Goal:
Copy out each of the items below word for word, leaving out the pictures.

Task inputs:
------------------------------------------------------------------------

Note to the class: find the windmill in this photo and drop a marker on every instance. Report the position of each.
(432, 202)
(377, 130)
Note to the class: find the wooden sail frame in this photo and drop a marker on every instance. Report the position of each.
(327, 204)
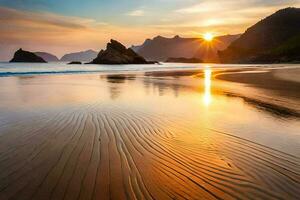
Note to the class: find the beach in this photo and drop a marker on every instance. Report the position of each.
(209, 133)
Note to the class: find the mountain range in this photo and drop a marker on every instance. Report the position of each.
(161, 48)
(275, 39)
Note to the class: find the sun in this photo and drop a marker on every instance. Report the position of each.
(208, 37)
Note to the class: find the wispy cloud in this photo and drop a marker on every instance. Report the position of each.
(136, 13)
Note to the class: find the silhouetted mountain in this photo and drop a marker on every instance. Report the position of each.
(161, 48)
(47, 56)
(273, 39)
(184, 60)
(26, 56)
(116, 53)
(83, 56)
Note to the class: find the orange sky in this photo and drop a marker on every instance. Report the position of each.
(58, 33)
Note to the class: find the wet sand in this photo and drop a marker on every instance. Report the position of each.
(171, 136)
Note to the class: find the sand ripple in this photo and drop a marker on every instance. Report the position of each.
(104, 152)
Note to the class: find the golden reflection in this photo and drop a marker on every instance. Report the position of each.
(207, 86)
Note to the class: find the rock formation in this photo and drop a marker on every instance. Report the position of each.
(116, 53)
(26, 56)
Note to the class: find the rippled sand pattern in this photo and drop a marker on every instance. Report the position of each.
(109, 152)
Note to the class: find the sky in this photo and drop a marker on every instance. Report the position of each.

------------------------------------------------------------------------

The output:
Note to the class: find the windmill in this photo and drop a marker on every instance. Report the position of each.
(432, 202)
(377, 130)
Note to the class: find the wooden sail frame in this photo and drop a marker on every instance. Report the position of each.
(327, 204)
Note to the class: find the beach in this photo and drop a marker on every instance. Report the position of each.
(209, 133)
Note to the class: find the mountain range in this photo and drop a marker on every instance. Report the position of each.
(161, 48)
(275, 39)
Note to the class: find the sun in this photo and drop a marker on every instance. Report the position of each.
(208, 37)
Note to the class: find the wispy cloud in this photo and drop a marker on every instance. Report the position of each.
(136, 13)
Note to the class: find the silhouetted mountain in this photo and drop a marker on every instance. Report the position of each.
(161, 48)
(47, 56)
(273, 39)
(184, 60)
(26, 56)
(116, 53)
(83, 56)
Note to the class: find the orange sky in this photo and drop a marker on every instance. Report the position of each.
(58, 33)
Note to the class: find the wet sand in this photo and drop a marker on every instance. Report the position of each.
(171, 136)
Note to the class: find the sand ripple in this photo and drop a marker on every instance. Report the position of each.
(104, 152)
Note to the class: find the golden reflection in this photo and drop a marker on every instance. Report the position of each.
(207, 86)
Note to the class: find the rock formation in this photo and drop a marker on every instance. Report the position of each.
(116, 53)
(26, 56)
Note to the class: find the rippled sand pattern in this photo and drop a marker on every instance. Report the position of each.
(109, 152)
Note to the class: find the sky in this photo and drop a marker on every instance. Report the position of each.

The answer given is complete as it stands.